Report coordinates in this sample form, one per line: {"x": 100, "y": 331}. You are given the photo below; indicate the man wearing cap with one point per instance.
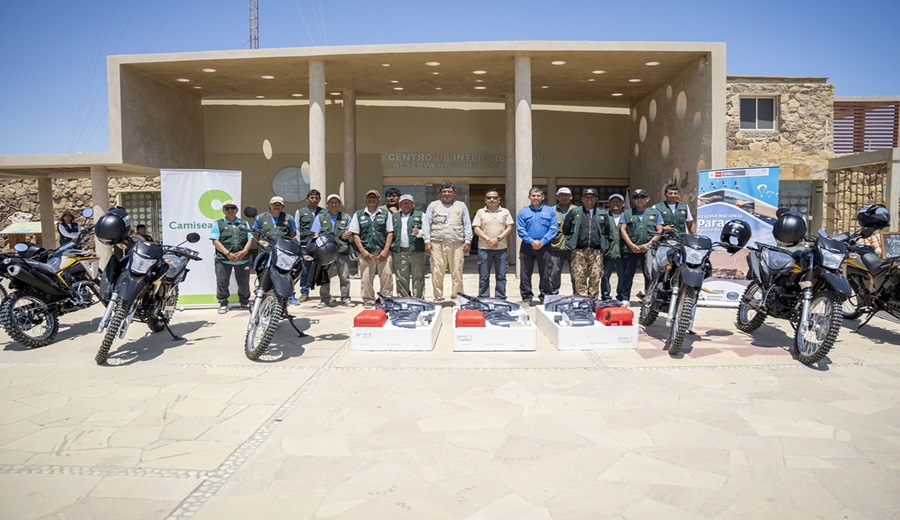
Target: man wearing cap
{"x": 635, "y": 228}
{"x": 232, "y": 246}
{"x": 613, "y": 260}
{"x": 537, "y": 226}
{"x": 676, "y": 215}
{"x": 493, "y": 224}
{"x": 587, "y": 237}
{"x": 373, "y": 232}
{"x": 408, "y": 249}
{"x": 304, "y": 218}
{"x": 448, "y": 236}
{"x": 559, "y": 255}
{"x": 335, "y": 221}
+++
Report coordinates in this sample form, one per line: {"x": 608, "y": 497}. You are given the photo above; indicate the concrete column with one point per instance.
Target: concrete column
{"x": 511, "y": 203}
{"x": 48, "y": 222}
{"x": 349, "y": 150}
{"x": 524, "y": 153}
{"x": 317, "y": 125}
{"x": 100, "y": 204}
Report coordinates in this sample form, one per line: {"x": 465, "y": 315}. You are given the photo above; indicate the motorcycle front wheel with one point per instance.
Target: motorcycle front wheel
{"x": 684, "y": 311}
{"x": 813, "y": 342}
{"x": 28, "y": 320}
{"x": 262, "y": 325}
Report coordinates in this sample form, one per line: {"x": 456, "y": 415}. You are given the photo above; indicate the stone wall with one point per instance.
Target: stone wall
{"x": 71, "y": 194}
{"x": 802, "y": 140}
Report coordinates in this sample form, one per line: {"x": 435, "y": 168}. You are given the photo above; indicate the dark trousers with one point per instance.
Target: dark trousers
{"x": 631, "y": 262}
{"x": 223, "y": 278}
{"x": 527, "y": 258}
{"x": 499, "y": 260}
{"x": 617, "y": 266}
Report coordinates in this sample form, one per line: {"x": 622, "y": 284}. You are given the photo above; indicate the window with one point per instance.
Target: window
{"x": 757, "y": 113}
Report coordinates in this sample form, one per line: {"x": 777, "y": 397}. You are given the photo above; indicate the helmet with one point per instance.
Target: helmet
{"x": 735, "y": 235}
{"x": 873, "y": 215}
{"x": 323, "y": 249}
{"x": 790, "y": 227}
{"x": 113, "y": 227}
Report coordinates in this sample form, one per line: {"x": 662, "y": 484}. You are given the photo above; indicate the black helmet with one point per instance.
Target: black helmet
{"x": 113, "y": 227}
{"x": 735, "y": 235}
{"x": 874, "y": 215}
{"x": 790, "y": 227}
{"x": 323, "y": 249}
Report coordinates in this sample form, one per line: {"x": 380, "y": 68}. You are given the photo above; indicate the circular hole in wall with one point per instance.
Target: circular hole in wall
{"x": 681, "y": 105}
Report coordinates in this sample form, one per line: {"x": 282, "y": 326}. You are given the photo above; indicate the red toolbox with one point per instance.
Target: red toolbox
+++
AIM: Put the lines of the records above into a Markdown table with the columns Row and Line. Begin at the line that contains "toolbox with one point per instance.", stop after the line that contains "Target: red toolbox", number each row, and leave out any blank lines.

REPLY TO THE EXERCISE:
| Row | Line |
|---|---|
| 1 | Report coordinates in this sample form, one per line: {"x": 282, "y": 326}. You are given the photo above; indicate the red toolbox with one point per instance. |
| 2 | Target: red toolbox |